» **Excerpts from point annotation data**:
+--
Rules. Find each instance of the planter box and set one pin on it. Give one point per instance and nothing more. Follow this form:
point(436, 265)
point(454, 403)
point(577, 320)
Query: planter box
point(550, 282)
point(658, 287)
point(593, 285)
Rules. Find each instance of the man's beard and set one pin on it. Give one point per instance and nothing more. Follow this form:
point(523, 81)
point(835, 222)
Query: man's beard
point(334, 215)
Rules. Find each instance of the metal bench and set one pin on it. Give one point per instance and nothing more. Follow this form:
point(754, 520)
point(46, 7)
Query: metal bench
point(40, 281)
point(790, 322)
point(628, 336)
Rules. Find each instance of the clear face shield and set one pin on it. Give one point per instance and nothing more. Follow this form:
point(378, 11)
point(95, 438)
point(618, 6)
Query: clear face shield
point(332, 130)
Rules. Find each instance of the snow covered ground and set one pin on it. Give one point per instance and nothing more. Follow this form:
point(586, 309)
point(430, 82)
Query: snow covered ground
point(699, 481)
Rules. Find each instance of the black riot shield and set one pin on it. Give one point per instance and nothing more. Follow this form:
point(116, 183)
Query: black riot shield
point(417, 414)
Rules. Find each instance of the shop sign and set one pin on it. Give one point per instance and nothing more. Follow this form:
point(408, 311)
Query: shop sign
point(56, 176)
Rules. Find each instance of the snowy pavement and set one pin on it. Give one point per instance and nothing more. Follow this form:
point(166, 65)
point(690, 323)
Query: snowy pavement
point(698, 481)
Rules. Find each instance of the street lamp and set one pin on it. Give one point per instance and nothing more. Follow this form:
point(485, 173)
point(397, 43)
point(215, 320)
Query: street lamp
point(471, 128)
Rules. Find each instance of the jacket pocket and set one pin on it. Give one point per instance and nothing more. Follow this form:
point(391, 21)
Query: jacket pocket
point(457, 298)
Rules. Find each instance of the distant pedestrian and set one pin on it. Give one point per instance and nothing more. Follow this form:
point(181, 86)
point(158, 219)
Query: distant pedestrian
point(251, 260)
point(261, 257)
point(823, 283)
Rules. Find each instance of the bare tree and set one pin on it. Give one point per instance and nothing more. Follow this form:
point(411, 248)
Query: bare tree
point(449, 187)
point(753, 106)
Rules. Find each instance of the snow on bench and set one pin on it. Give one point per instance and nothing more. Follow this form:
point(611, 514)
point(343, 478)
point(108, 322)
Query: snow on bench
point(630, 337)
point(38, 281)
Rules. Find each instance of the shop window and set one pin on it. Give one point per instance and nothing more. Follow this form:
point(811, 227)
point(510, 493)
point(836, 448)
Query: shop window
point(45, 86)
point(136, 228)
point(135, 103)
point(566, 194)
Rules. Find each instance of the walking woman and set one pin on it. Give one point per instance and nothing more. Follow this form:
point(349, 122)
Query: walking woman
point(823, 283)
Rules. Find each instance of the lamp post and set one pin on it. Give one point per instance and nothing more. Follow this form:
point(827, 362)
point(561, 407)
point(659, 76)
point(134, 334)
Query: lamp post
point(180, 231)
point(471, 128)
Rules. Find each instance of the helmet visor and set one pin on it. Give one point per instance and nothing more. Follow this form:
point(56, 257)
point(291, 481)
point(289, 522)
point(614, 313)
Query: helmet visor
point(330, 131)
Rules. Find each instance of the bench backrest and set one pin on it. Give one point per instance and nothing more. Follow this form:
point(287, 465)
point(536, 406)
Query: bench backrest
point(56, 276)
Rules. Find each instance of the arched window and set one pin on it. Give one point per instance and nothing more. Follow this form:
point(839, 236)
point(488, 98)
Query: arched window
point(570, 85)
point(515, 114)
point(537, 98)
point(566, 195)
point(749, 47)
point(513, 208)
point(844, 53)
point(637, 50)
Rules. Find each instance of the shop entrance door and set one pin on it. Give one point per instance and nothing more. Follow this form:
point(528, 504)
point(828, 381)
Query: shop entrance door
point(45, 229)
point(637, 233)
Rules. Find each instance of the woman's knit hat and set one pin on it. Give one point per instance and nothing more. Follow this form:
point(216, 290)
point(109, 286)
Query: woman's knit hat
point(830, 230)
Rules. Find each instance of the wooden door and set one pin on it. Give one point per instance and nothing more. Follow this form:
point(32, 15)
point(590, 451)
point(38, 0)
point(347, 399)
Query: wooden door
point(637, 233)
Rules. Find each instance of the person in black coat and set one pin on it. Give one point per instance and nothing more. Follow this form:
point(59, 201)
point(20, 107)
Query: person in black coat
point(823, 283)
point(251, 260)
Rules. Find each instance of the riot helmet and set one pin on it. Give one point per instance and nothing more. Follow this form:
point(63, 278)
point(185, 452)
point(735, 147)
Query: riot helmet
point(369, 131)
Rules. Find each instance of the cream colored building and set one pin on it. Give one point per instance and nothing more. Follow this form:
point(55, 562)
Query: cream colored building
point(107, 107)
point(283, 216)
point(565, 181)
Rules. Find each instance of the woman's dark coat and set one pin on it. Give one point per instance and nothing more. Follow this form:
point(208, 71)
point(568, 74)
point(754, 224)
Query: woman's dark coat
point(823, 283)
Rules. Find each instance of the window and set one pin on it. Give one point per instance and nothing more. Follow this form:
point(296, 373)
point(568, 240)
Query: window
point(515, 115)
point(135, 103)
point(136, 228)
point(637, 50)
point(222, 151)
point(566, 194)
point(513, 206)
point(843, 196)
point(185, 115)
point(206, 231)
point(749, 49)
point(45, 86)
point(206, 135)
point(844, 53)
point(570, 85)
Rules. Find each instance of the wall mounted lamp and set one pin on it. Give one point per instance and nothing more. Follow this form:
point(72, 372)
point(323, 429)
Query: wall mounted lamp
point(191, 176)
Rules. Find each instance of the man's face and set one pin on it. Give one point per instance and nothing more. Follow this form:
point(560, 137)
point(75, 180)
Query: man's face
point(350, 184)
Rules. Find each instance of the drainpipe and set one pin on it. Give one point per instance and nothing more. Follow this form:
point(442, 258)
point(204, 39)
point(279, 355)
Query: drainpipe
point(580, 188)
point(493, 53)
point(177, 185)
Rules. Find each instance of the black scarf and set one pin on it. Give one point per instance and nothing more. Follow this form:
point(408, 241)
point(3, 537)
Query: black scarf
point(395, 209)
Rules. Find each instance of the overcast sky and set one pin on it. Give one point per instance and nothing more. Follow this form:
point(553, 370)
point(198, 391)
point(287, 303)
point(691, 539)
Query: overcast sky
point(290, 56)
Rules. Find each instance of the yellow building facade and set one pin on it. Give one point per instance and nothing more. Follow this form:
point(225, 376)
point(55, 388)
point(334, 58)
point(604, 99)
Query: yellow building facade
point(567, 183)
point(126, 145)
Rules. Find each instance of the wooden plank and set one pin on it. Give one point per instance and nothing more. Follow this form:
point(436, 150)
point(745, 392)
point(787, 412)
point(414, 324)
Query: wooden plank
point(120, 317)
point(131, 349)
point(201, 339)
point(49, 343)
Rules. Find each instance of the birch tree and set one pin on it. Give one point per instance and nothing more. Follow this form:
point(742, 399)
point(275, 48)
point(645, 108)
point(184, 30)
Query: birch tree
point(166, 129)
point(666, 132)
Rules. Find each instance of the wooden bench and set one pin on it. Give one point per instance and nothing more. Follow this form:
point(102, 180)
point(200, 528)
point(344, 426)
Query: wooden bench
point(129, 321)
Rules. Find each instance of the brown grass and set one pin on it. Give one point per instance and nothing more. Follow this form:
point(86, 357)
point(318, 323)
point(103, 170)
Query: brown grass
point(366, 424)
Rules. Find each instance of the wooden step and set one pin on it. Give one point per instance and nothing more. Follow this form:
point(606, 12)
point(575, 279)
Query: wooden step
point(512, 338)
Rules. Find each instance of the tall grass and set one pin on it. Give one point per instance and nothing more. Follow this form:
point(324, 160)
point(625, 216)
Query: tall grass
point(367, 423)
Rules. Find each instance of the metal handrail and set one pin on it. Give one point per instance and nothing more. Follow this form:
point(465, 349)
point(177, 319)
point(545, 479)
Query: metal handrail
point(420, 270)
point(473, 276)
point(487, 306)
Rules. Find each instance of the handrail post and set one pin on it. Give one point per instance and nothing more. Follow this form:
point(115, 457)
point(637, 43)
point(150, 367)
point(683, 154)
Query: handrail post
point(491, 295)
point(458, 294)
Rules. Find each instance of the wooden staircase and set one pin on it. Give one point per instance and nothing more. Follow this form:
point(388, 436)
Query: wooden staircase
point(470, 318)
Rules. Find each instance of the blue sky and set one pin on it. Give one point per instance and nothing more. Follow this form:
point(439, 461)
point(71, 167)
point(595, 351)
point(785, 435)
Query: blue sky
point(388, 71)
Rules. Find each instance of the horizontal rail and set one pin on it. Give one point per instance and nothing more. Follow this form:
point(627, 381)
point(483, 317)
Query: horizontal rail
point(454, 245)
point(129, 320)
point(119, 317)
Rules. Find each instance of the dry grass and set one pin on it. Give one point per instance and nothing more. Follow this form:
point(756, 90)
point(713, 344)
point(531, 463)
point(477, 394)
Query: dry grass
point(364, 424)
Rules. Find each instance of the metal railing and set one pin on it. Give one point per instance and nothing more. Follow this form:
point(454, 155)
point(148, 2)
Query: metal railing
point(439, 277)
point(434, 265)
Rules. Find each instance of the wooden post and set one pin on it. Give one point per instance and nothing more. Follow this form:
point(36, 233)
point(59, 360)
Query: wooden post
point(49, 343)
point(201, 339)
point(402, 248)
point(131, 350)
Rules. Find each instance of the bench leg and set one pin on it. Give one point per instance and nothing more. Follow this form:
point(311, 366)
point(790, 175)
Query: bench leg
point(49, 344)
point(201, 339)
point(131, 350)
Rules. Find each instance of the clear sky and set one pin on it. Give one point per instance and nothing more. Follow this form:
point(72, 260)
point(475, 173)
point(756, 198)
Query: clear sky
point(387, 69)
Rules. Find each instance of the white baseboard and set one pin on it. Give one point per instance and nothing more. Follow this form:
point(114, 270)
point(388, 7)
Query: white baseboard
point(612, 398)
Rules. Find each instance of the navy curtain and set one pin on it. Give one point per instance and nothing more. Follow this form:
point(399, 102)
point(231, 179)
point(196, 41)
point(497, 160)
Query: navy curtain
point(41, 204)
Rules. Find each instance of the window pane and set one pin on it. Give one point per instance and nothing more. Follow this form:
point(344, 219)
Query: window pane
+--
» **PROBLEM STATEMENT**: Reproduce the records word for word, starting at the line that contains "Rules. Find each instance of the shop window" and ending at the line that contains "point(330, 131)", with both of those lines included.

» **SOLUTION FOR THIS EXERCISE**:
Rules. Find each instance of the shop window and set one pin on it. Give one point per instance and nothing more. Follow this form:
point(811, 227)
point(510, 493)
point(836, 448)
Query: shop window
point(45, 86)
point(136, 228)
point(135, 103)
point(566, 194)
Rules. Find each instance of the walking woman and set one pin on it. Give one point per instance and nothing more. Follow this form:
point(349, 122)
Query: walking woman
point(823, 283)
Rules. Find each instance of the lamp post and set one pin on it. Give one point per instance and nothing more. Follow this form:
point(827, 362)
point(561, 407)
point(659, 76)
point(134, 334)
Query: lamp post
point(180, 231)
point(471, 128)
Rules. Find each instance of the helmet visor and set one pin on it. Give one point per instance and nothing more. Follow this form:
point(56, 257)
point(291, 481)
point(289, 522)
point(614, 313)
Query: helmet visor
point(330, 131)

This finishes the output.